---------- TEXTE FOURNI ----------

Pas de chaises, pas de glacières, pas de bouteilles de plastique de plus de 1 litre, pas d’animaux, pas de drapeaux de plus de 30 cm, pas de skateboards, pas de trottinettes, pas de trompettes, pas de klaxons, pas de flûtes. Pas de plaisir spontané, en somme. Même les bâtons sont réglementés. Et pour les rares objets tolérés — les poussettes, les chiens d’assistance, les boîtes à lunch « médicales » — il faut une justification implicite, comme si la présence sur le site était une faveur municipale et non un droit de citoyen.
Les réseaux sociaux ne s’y sont pas trompés : moqueries, détournements, sarcasmes. La Saint-Jean version 2025, à Saint-Eustache du moins, ressemble davantage à un rituel de conformité bureaucratique qu’à une fête populaire. On est bien loin des grands feux de joie, des chansons à boire et de l’esprit des premières fêtes patriotiques. On aurait peine à imaginer les Patriotes de 1837 en train de faire la file pour une fouille de sac réglementaire.
Du réglementarisme à la gérontocratie
Il ne s’agit pas ici de contester le besoin minimal de sécurité dans les grands rassemblements. Mais ce type de publication incarne jusqu’à la caricature une tendance lourde au Québec : l’hyper-réglementation du quotidien, la peur panoptique de l’imprévu, la méfiance envers la jeunesse, le bruit, le risque, l’élan.

Ce n’est pas une coïncidence si cette obsession du contrôle coïncide avec le vieillissement rapide de la population et l’influence accrue des générations retraitées dans la vie politique. Le Québec devient une société gérontocratique — où les décisions sont souvent prises en fonction du confort des plus âgés, au détriment du souffle vital et de la spontanéité. La fête nationale devient alors une cérémonie encadrée, tolérée à condition qu’elle ne déborde pas, qu’elle ne s’étire pas, qu’elle ne dérange pas.
La pandémie comme accélérateur culturel
La crise de la COVID-19 a joué un rôle déterminant dans cette mutation. Le Québec a été l’une des sociétés occidentales les plus restrictives en matière de confinement, de couvre-feu, de contrôle des libertés individuelles. Et cette mentalité de cloisonnement semble s’être prolongée dans la gestion du quotidien. L’exception est devenue la norme. L’hygiénisme bureaucratique s’est transformé en réflexe culturel.

---------- DONNÉES D'ENTRÉE ----------

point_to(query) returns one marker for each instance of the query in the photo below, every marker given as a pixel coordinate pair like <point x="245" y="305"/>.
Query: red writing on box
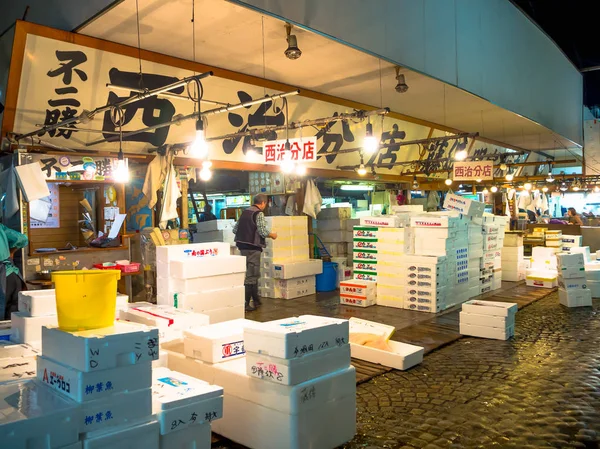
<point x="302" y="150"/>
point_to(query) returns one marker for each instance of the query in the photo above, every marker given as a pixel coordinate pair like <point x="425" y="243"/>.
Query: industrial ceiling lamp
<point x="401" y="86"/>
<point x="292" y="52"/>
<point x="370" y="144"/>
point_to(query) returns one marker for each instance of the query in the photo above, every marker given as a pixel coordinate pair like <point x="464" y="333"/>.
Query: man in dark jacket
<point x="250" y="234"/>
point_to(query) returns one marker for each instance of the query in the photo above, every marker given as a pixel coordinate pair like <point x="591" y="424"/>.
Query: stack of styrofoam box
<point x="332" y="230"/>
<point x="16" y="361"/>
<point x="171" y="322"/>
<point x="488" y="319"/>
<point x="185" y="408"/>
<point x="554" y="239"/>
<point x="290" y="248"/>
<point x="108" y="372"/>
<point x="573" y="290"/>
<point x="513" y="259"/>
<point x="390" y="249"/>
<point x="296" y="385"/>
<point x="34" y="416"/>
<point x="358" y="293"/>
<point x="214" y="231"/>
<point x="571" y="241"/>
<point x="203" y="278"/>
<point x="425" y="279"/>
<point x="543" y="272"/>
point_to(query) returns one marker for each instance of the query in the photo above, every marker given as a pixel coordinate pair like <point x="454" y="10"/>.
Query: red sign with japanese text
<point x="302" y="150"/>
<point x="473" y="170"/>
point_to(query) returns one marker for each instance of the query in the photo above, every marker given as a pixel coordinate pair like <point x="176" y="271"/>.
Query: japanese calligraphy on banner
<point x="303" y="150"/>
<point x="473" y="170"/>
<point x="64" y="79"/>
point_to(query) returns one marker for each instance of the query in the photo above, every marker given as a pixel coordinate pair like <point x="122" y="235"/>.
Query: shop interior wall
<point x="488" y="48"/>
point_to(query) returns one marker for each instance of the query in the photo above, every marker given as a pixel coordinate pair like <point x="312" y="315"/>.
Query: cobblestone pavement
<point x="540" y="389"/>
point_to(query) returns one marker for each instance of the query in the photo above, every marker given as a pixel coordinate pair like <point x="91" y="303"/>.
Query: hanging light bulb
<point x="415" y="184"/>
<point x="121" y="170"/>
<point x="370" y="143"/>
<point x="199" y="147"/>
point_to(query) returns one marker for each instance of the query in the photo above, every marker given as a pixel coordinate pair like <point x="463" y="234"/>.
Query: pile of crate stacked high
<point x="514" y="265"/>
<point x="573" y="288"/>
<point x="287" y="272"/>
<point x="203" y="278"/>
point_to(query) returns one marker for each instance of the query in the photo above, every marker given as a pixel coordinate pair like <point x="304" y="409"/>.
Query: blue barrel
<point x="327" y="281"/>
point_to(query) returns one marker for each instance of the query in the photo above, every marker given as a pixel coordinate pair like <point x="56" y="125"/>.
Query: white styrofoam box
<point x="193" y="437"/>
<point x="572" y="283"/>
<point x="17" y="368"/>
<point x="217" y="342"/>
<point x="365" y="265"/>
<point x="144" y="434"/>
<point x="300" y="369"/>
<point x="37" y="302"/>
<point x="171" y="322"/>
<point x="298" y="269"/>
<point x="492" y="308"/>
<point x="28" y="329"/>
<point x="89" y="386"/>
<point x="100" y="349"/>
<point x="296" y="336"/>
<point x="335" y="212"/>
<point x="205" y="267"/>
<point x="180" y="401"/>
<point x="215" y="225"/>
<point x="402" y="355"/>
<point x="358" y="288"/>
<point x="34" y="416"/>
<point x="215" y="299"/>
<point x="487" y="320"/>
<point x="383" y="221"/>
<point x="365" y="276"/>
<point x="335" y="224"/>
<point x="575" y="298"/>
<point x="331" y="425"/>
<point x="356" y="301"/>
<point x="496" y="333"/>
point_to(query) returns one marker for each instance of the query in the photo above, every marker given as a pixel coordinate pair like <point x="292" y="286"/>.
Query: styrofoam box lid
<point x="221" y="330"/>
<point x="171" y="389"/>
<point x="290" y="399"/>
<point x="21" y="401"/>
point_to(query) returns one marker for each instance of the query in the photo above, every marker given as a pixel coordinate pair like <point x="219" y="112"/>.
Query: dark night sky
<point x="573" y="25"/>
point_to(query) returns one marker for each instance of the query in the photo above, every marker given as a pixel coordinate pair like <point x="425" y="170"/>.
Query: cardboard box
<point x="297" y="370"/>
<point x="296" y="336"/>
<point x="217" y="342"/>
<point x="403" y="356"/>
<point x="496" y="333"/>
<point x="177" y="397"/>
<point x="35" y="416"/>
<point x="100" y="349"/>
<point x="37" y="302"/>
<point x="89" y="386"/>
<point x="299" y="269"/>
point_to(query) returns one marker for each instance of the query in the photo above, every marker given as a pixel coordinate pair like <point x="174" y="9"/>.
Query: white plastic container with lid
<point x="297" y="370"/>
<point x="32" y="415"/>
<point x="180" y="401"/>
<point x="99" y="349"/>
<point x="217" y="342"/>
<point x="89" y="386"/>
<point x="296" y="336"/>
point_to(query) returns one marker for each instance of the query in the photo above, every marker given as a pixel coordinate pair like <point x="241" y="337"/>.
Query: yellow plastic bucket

----------

* _VOTRE TRAVAIL_:
1 – D'après le texte fourni sur la Saint-Jean à Saint-Eustache, quelle taille les drapeaux ne doivent-ils pas dépasser ?
2 – Prolongez le texte fourni sur la Saint-Jean à Saint-Eustache en reprenant après sa dernière phrase.
Les enregistrements ne sont pas nécessaires ici.

* _RÉPONSES PAR TÂCHE_:
1 – Les drapeaux ne doivent pas dépasser 30 cm.

2 –
La publication de la Ville de Saint-Eustache ne fait que cristalliser cet esprit : tout doit être prévu, permis ou interdit d’avance, au nom du « vivre-ensemble sécuritaire ». Mais à force de vouloir tout encadrer, on finit par dissoudre l’essence même de ce qu’on prétend célébrer : une fête populaire, spontanée, enracinée dans la joie collective.
Un symptôme plus large
La réglementation excessive de la Saint-Jean-Baptiste n’est qu’un symptôme. Dans plusieurs domaines, la société québécoise semble marcher dans des lignes de plus en plus serrées. Dans les écoles, les administrations, les rues, la parole, l’expression artistique même — tout doit être conforme, aseptisé, sécuritaire, « bienveillant ». Mais une société qui craint son propre feu intérieur, qui transforme ses fêtes en bulletins d’interdictions, est une société en déclin.
Et ce déclin est d’autant plus visible à la Saint-Jean, moment symbolique par excellence de l’identité québécoise. Jadis fête religieuse, devenue fête nationale, elle se retrouve aujourd’hui réduite à une gestion d’événement avec règlement PDF, infographies d’interdictions et vigiles aux portes. Qui célèbre encore? Qui s’y reconnaît?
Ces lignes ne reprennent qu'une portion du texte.